## [The input]
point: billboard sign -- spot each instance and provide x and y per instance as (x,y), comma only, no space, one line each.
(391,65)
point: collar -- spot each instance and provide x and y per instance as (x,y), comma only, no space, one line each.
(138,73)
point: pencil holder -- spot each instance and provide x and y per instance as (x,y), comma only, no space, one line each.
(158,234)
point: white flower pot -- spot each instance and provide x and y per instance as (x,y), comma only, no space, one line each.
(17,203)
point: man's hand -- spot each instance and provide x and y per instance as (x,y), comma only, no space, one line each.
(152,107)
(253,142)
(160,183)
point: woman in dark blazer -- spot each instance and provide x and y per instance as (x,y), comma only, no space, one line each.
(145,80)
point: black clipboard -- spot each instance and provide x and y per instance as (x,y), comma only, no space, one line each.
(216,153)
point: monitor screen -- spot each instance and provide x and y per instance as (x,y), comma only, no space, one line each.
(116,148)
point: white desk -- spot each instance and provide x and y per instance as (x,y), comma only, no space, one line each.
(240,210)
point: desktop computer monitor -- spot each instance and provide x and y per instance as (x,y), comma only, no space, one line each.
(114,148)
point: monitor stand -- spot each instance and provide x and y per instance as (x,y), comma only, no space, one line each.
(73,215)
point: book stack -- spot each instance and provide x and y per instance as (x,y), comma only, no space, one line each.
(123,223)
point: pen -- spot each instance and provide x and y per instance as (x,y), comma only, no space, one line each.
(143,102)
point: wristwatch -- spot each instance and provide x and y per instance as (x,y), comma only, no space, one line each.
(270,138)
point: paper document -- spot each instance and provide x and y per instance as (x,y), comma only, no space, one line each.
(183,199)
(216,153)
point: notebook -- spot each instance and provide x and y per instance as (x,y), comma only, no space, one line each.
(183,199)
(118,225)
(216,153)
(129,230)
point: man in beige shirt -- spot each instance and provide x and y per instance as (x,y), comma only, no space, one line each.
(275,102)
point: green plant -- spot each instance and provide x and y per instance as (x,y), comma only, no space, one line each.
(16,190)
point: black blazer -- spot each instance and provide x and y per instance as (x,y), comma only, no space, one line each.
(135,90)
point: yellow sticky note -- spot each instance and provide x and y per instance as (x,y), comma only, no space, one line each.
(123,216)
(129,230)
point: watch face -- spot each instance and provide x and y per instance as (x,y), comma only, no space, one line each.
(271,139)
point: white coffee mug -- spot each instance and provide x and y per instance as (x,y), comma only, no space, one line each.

## [Aim of the exercise]
Copy every line from the one containing "point: black blazer" through the end of the data, not only the answers, and shift each coordinate in the answers by -18.

## [Output for this exercise]
point: black blazer -- spot each instance and provide x and y per instance as (x,y), comma only, no space, one line each.
(117,72)
point: yellow sticky note -- spot each instance and provide x and y per instance as (x,y), comma only, no space, one line each.
(105,198)
(111,212)
point: watch face -- spot each instance and provide x and y per instance as (x,y), comma only, no space, one line each.
(253,121)
point: white coffee mug -- spot each instance and provide x and y per instance as (x,y), comma only, no space, one line each.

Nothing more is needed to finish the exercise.